## Your goal
Would you copy out only the lines from the one with "Target: tree leaf" to the end of the records, exactly as they stand?

[Data extracted from a collection]

________________________

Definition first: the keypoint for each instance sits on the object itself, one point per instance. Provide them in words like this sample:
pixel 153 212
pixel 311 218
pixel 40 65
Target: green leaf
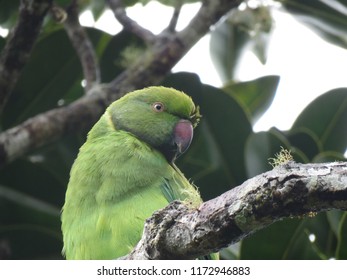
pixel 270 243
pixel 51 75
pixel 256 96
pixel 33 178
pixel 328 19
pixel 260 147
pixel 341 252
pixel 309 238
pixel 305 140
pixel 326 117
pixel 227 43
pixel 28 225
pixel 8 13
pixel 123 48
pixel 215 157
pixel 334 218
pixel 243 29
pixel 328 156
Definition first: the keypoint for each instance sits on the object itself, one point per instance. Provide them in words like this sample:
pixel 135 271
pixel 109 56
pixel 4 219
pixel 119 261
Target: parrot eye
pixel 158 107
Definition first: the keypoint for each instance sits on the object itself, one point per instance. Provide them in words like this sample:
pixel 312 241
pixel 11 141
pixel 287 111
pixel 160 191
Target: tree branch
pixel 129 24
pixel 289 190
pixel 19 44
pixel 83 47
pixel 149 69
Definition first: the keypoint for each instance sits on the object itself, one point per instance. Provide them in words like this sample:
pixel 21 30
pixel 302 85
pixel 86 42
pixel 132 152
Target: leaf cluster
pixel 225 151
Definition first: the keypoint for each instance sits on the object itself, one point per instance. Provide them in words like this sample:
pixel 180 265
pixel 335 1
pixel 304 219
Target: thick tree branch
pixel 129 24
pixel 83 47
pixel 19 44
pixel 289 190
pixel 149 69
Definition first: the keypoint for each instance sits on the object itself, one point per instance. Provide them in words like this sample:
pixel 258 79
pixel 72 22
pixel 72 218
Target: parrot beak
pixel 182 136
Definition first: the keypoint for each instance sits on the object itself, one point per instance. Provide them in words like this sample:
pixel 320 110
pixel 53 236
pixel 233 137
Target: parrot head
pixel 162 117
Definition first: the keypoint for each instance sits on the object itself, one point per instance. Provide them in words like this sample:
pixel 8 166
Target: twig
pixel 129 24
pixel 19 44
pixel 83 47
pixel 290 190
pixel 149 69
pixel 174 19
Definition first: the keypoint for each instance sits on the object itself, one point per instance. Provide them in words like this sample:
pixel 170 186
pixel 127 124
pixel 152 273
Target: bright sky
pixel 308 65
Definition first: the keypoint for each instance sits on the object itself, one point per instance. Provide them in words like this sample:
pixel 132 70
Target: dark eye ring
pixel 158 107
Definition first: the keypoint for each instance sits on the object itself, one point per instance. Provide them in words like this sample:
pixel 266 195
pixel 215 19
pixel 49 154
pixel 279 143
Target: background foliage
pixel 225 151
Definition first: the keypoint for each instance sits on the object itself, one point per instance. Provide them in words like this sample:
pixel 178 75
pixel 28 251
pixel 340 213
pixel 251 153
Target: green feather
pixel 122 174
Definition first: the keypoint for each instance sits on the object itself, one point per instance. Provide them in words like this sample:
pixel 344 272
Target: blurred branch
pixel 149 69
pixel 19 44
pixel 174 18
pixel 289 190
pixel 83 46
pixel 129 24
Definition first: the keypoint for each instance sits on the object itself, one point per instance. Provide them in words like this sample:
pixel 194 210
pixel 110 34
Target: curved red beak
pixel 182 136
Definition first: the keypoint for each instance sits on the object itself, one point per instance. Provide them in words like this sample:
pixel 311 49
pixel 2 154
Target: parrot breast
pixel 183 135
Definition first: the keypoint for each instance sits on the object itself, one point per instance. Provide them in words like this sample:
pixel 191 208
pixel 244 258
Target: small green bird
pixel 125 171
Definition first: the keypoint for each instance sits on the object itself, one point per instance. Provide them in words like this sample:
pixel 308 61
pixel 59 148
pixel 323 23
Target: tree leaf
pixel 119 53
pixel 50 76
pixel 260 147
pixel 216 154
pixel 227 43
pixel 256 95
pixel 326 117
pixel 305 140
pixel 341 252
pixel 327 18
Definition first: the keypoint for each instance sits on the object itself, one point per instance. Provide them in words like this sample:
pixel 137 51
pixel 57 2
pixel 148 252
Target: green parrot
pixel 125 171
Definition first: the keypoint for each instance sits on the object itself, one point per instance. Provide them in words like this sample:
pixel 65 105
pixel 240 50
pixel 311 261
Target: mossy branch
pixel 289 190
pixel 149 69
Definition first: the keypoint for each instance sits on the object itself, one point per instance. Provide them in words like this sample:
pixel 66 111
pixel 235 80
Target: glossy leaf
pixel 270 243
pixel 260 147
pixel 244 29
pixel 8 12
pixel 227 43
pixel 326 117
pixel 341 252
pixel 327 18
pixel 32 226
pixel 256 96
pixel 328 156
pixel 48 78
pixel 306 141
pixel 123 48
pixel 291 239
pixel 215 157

________________________

## Written solution
Target: tree leaf
pixel 119 53
pixel 50 76
pixel 260 147
pixel 216 154
pixel 227 43
pixel 256 95
pixel 326 117
pixel 305 140
pixel 341 252
pixel 327 18
Definition first: the keypoint for each instance sits on the object itself, one point per instance. Provide them in words like this sample:
pixel 137 51
pixel 57 2
pixel 148 252
Target: green parrot
pixel 125 171
Definition first: the keypoint for each instance sits on the object itself, one point per instance. Provide them in words like this sample:
pixel 65 105
pixel 240 50
pixel 311 261
Target: mossy branch
pixel 289 190
pixel 149 69
Definition first: the keypoint for each instance sits on the object itself, one point per instance. Provide them in words like this sample:
pixel 66 111
pixel 235 80
Target: glossy leaf
pixel 270 243
pixel 260 147
pixel 244 29
pixel 8 12
pixel 227 43
pixel 326 117
pixel 341 252
pixel 327 18
pixel 32 226
pixel 256 96
pixel 328 156
pixel 48 78
pixel 306 141
pixel 123 48
pixel 291 239
pixel 215 157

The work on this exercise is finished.